What is asked. Leave out the pictures, and quote exactly the lines running from the one with "Expected behaviour: for every instance of the large green leaf" through the last line of the entries below.

[Point placement records]
◇ ◇ ◇ ◇ ◇ ◇ ◇

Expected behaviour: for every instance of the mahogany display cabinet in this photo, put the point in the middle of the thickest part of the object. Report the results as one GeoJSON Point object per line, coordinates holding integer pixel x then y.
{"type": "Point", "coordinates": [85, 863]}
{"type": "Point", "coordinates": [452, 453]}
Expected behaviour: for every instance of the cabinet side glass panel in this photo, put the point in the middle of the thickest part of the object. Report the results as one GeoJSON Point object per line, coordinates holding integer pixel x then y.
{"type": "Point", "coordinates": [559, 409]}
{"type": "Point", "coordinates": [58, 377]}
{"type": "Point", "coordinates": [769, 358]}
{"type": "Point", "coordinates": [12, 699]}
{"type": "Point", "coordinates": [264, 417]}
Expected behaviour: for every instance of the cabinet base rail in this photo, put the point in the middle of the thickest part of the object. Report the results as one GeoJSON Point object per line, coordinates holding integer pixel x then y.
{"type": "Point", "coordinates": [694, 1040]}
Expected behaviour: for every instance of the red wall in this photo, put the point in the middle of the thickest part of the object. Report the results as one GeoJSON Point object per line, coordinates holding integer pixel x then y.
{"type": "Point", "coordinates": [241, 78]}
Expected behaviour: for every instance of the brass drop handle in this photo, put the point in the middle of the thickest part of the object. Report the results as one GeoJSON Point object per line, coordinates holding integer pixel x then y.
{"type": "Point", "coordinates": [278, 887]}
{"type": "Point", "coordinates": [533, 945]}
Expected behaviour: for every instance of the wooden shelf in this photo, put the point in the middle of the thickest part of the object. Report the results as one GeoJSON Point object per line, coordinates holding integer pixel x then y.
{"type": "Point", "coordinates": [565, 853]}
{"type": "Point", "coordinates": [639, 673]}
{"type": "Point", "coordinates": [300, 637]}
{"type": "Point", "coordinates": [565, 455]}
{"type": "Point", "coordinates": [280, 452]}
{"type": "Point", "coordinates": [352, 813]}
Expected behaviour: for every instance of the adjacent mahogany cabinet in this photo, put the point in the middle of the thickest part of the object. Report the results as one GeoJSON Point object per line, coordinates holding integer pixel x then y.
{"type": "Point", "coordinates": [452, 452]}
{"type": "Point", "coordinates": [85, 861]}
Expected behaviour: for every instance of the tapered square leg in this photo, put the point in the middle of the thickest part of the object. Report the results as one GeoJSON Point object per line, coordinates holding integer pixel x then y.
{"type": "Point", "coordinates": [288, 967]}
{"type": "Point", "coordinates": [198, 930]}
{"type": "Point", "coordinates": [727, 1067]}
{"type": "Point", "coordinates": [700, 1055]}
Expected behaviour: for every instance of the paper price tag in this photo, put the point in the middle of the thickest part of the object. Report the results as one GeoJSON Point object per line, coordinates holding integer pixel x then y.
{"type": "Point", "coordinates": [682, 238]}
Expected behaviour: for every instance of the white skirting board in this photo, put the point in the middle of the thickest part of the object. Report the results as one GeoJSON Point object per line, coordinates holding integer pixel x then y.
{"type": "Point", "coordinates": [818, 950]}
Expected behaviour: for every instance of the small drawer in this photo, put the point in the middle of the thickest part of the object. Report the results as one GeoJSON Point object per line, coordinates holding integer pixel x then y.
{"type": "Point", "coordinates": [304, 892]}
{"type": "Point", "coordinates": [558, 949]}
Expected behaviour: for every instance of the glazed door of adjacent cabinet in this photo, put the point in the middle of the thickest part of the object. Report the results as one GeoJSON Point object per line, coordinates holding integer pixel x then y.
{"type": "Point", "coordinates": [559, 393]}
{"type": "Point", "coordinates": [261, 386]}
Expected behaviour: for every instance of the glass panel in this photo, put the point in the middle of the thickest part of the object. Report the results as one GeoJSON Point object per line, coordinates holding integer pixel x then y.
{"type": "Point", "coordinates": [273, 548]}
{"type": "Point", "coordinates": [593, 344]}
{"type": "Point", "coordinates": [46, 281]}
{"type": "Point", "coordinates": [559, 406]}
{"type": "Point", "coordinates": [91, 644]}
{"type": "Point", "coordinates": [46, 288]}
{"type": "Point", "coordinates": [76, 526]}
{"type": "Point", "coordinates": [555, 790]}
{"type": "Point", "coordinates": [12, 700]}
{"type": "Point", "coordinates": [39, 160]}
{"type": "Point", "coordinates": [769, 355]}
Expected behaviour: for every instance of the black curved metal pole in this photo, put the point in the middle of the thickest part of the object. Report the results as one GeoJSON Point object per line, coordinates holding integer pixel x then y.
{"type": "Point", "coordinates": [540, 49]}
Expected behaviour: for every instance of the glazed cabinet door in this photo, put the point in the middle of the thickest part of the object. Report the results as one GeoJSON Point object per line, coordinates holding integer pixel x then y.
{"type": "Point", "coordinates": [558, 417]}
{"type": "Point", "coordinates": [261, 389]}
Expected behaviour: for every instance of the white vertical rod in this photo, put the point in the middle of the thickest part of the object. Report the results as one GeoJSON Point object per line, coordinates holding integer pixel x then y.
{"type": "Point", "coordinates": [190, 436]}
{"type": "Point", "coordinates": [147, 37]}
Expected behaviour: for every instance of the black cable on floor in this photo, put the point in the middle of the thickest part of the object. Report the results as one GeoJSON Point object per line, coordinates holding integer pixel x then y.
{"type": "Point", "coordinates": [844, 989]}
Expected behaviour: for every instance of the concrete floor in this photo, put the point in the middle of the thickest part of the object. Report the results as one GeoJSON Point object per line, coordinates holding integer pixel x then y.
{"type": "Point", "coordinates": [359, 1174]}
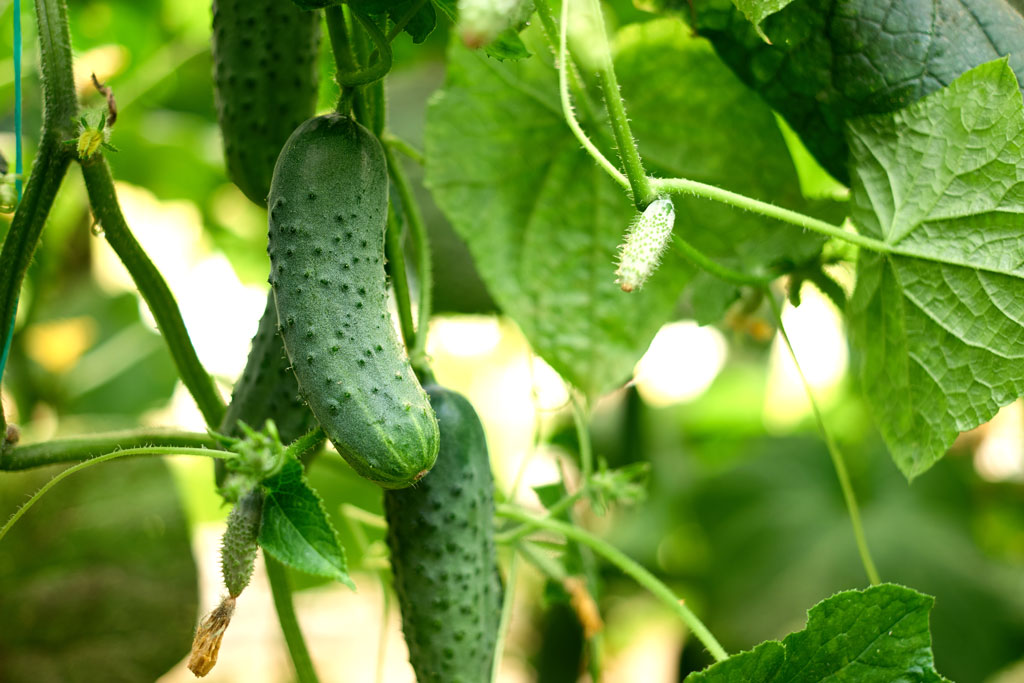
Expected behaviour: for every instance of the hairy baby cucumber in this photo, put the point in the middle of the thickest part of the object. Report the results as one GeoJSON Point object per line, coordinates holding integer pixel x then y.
{"type": "Point", "coordinates": [328, 213]}
{"type": "Point", "coordinates": [441, 538]}
{"type": "Point", "coordinates": [265, 77]}
{"type": "Point", "coordinates": [267, 387]}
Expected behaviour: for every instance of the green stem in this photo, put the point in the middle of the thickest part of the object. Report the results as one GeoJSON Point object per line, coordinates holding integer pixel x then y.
{"type": "Point", "coordinates": [643, 191]}
{"type": "Point", "coordinates": [503, 624]}
{"type": "Point", "coordinates": [684, 186]}
{"type": "Point", "coordinates": [152, 286]}
{"type": "Point", "coordinates": [146, 451]}
{"type": "Point", "coordinates": [542, 561]}
{"type": "Point", "coordinates": [581, 418]}
{"type": "Point", "coordinates": [421, 244]}
{"type": "Point", "coordinates": [27, 226]}
{"type": "Point", "coordinates": [701, 260]}
{"type": "Point", "coordinates": [837, 457]}
{"type": "Point", "coordinates": [396, 268]}
{"type": "Point", "coordinates": [554, 512]}
{"type": "Point", "coordinates": [563, 92]}
{"type": "Point", "coordinates": [59, 98]}
{"type": "Point", "coordinates": [628, 566]}
{"type": "Point", "coordinates": [281, 589]}
{"type": "Point", "coordinates": [393, 141]}
{"type": "Point", "coordinates": [87, 447]}
{"type": "Point", "coordinates": [376, 70]}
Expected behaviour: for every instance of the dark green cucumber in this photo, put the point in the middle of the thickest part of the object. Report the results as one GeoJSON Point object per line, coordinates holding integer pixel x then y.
{"type": "Point", "coordinates": [267, 387]}
{"type": "Point", "coordinates": [265, 77]}
{"type": "Point", "coordinates": [441, 538]}
{"type": "Point", "coordinates": [328, 212]}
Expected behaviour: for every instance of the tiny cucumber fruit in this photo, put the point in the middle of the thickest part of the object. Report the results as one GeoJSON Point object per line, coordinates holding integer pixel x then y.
{"type": "Point", "coordinates": [328, 213]}
{"type": "Point", "coordinates": [441, 538]}
{"type": "Point", "coordinates": [265, 78]}
{"type": "Point", "coordinates": [266, 389]}
{"type": "Point", "coordinates": [645, 243]}
{"type": "Point", "coordinates": [238, 549]}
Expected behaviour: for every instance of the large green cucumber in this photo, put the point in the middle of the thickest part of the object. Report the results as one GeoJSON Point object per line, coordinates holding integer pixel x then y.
{"type": "Point", "coordinates": [328, 213]}
{"type": "Point", "coordinates": [441, 538]}
{"type": "Point", "coordinates": [265, 77]}
{"type": "Point", "coordinates": [267, 387]}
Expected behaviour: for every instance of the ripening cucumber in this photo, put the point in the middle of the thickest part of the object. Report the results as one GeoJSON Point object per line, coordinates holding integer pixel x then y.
{"type": "Point", "coordinates": [267, 387]}
{"type": "Point", "coordinates": [238, 548]}
{"type": "Point", "coordinates": [328, 213]}
{"type": "Point", "coordinates": [265, 77]}
{"type": "Point", "coordinates": [441, 538]}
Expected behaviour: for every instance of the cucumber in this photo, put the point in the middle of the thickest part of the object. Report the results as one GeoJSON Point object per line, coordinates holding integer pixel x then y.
{"type": "Point", "coordinates": [267, 387]}
{"type": "Point", "coordinates": [238, 548]}
{"type": "Point", "coordinates": [265, 77]}
{"type": "Point", "coordinates": [326, 240]}
{"type": "Point", "coordinates": [441, 538]}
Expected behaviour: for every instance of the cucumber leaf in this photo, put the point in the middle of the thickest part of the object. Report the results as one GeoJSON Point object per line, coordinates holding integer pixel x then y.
{"type": "Point", "coordinates": [296, 529]}
{"type": "Point", "coordinates": [508, 44]}
{"type": "Point", "coordinates": [830, 60]}
{"type": "Point", "coordinates": [758, 10]}
{"type": "Point", "coordinates": [940, 319]}
{"type": "Point", "coordinates": [878, 635]}
{"type": "Point", "coordinates": [544, 222]}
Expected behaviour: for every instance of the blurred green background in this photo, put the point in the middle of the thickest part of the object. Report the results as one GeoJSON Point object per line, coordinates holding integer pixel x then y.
{"type": "Point", "coordinates": [107, 578]}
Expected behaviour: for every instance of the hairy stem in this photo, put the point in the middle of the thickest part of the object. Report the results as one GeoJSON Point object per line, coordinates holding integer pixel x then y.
{"type": "Point", "coordinates": [694, 188]}
{"type": "Point", "coordinates": [92, 445]}
{"type": "Point", "coordinates": [563, 92]}
{"type": "Point", "coordinates": [701, 260]}
{"type": "Point", "coordinates": [421, 244]}
{"type": "Point", "coordinates": [392, 141]}
{"type": "Point", "coordinates": [146, 451]}
{"type": "Point", "coordinates": [154, 289]}
{"type": "Point", "coordinates": [837, 457]}
{"type": "Point", "coordinates": [628, 566]}
{"type": "Point", "coordinates": [643, 191]}
{"type": "Point", "coordinates": [282, 591]}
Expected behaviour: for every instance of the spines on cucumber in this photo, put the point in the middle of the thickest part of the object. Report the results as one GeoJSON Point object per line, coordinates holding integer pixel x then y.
{"type": "Point", "coordinates": [441, 538]}
{"type": "Point", "coordinates": [328, 213]}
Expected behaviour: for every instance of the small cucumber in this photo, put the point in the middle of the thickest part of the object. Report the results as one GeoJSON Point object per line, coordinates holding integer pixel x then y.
{"type": "Point", "coordinates": [265, 77]}
{"type": "Point", "coordinates": [238, 548]}
{"type": "Point", "coordinates": [328, 213]}
{"type": "Point", "coordinates": [441, 538]}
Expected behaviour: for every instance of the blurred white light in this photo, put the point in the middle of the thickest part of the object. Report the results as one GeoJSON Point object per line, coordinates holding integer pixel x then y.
{"type": "Point", "coordinates": [1000, 454]}
{"type": "Point", "coordinates": [681, 363]}
{"type": "Point", "coordinates": [815, 330]}
{"type": "Point", "coordinates": [464, 336]}
{"type": "Point", "coordinates": [549, 388]}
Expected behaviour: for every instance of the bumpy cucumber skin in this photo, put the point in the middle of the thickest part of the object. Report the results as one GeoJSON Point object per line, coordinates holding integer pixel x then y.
{"type": "Point", "coordinates": [328, 213]}
{"type": "Point", "coordinates": [267, 387]}
{"type": "Point", "coordinates": [238, 550]}
{"type": "Point", "coordinates": [265, 77]}
{"type": "Point", "coordinates": [441, 538]}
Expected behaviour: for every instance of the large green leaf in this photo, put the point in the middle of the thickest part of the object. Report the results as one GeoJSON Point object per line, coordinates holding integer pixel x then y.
{"type": "Point", "coordinates": [878, 635]}
{"type": "Point", "coordinates": [97, 581]}
{"type": "Point", "coordinates": [834, 59]}
{"type": "Point", "coordinates": [296, 529]}
{"type": "Point", "coordinates": [940, 321]}
{"type": "Point", "coordinates": [543, 222]}
{"type": "Point", "coordinates": [758, 10]}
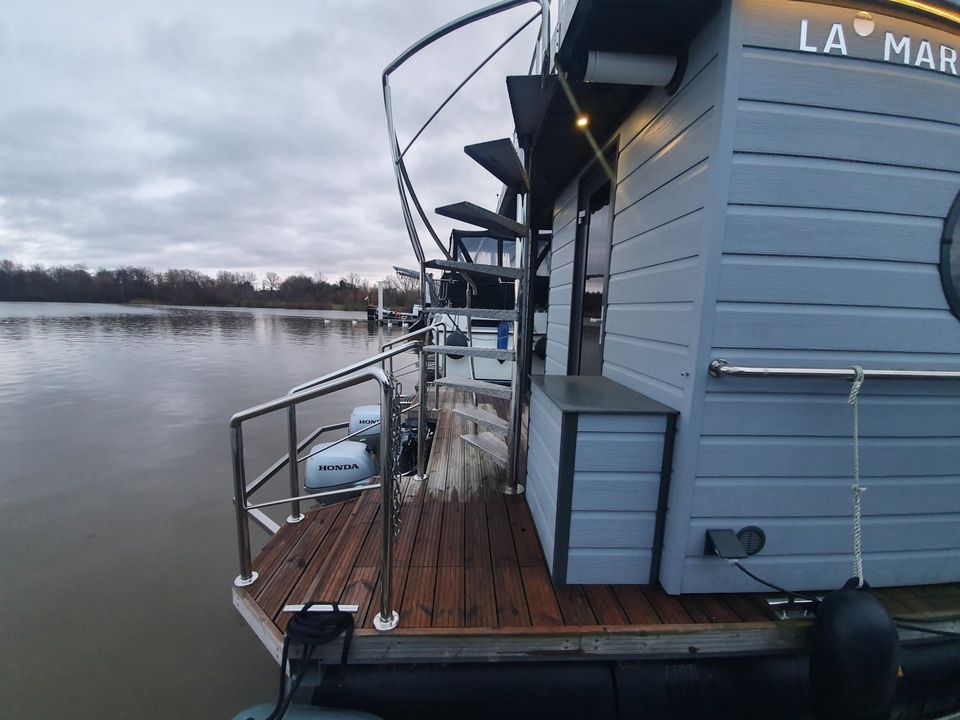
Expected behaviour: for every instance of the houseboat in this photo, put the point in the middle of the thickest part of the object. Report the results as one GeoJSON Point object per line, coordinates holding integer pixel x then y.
{"type": "Point", "coordinates": [733, 488]}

◇ ◇ ◇ ◇ ◇ ◇ ◇

Complete response.
Expected behaviour: for every instance of the large green leaf in this photo, put the point in the middle of the thickest part of the object. Report the results as one GeoJSON Point object per line, coordinates holding integer pixel x then y.
{"type": "Point", "coordinates": [878, 635]}
{"type": "Point", "coordinates": [97, 581]}
{"type": "Point", "coordinates": [834, 59]}
{"type": "Point", "coordinates": [296, 529]}
{"type": "Point", "coordinates": [940, 321]}
{"type": "Point", "coordinates": [543, 222]}
{"type": "Point", "coordinates": [758, 10]}
Expected behaviour: for every instance of the houseboat in this photo, put the point in the middle of the thickest part of the object. Report the results as one GeoJSON Point object per line, coordinates holding integer pixel x then y.
{"type": "Point", "coordinates": [733, 488]}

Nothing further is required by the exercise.